TASK GOAL:
Put the listing below into a two-column CSV with the columns instruction and answer, giving each instruction and its answer one row. Wrap every field in double quotes and replace line breaks with spaces.

━━━━━━━━━━━━━━━━━━━━━━━━━━━━━━

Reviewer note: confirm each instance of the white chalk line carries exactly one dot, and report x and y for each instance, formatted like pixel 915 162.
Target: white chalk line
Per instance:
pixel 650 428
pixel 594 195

━━━━━━━━━━━━━━━━━━━━━━━━━━━━━━

ANSWER TO THIS TASK:
instruction,answer
"Reviewer note: confirm each instance of the white chalk line carries exactly one dot, and report x and y for each instance, formatted like pixel 915 162. Target: white chalk line Per instance:","pixel 650 428 pixel 594 195"